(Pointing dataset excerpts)
○ ○ ○

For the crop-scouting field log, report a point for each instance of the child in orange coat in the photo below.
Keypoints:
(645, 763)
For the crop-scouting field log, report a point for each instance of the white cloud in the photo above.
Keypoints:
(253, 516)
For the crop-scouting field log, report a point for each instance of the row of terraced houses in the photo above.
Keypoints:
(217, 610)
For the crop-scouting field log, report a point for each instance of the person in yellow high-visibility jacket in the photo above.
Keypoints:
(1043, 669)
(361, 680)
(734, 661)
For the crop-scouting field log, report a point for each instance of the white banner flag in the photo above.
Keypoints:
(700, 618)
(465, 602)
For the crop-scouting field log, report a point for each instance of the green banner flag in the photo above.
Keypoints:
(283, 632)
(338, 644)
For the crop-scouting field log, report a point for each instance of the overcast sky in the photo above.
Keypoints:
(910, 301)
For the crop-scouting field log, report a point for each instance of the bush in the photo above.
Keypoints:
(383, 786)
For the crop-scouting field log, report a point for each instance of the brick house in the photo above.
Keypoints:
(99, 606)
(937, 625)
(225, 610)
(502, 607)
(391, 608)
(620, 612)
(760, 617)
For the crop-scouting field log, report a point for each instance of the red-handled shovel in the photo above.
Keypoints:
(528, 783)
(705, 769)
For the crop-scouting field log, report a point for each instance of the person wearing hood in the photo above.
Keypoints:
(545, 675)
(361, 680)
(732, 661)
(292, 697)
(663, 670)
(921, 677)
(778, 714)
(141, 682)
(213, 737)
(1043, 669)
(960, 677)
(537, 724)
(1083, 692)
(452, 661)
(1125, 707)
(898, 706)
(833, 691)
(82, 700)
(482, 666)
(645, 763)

○ ○ ○

**WORK INSTRUCTIONS**
Repeat every item above word for word, from the first to the last.

**OUTPUT BELOW**
For the crop-scouting field log, report a point for each instance of the child in orange coat in the photo below.
Keypoints:
(645, 763)
For the crop-scouting field log, report a point for each instance of the white cloud in the photo above.
Keypoints:
(253, 516)
For the crop-scouting field log, report a point for each instance of the row of terraced houses in the photo above.
Keypoints:
(217, 610)
For the crop-scouting field log, report a point for each instance of the person in yellow high-visibility jacket in the photo above.
Keypoints:
(1043, 669)
(361, 680)
(734, 661)
For the crop-scouting field log, report a point for each instance of the white banner flag in the photo above.
Keypoints:
(700, 618)
(465, 602)
For the crop-scouting field log, report a point for each instance of the green banner flag in the photo above.
Keypoints:
(283, 632)
(338, 644)
For the crop-scouting field log, report a point for each instance of the overcast sky in the photo above.
Keypoints:
(910, 301)
For the crop-scouting field log, report a point for each instance of the bush in the photo above.
Keypoints:
(383, 786)
For the crop-scouting field log, report a point for each instance of the brick house in the photo above.
Keypoints:
(99, 606)
(937, 625)
(225, 610)
(502, 607)
(391, 608)
(620, 612)
(760, 617)
For the crop-scouting field log, report a point for each instance of the red-handled shovel in the photo above.
Keypoints:
(528, 783)
(705, 769)
For the crop-scouting field log, report a point for each instance of the person wearing hood in the photo above.
Keypoints:
(545, 675)
(361, 680)
(732, 661)
(292, 697)
(663, 670)
(921, 677)
(778, 714)
(141, 682)
(213, 737)
(1043, 669)
(960, 677)
(537, 724)
(1083, 692)
(452, 661)
(1125, 707)
(898, 706)
(833, 691)
(82, 700)
(482, 666)
(645, 763)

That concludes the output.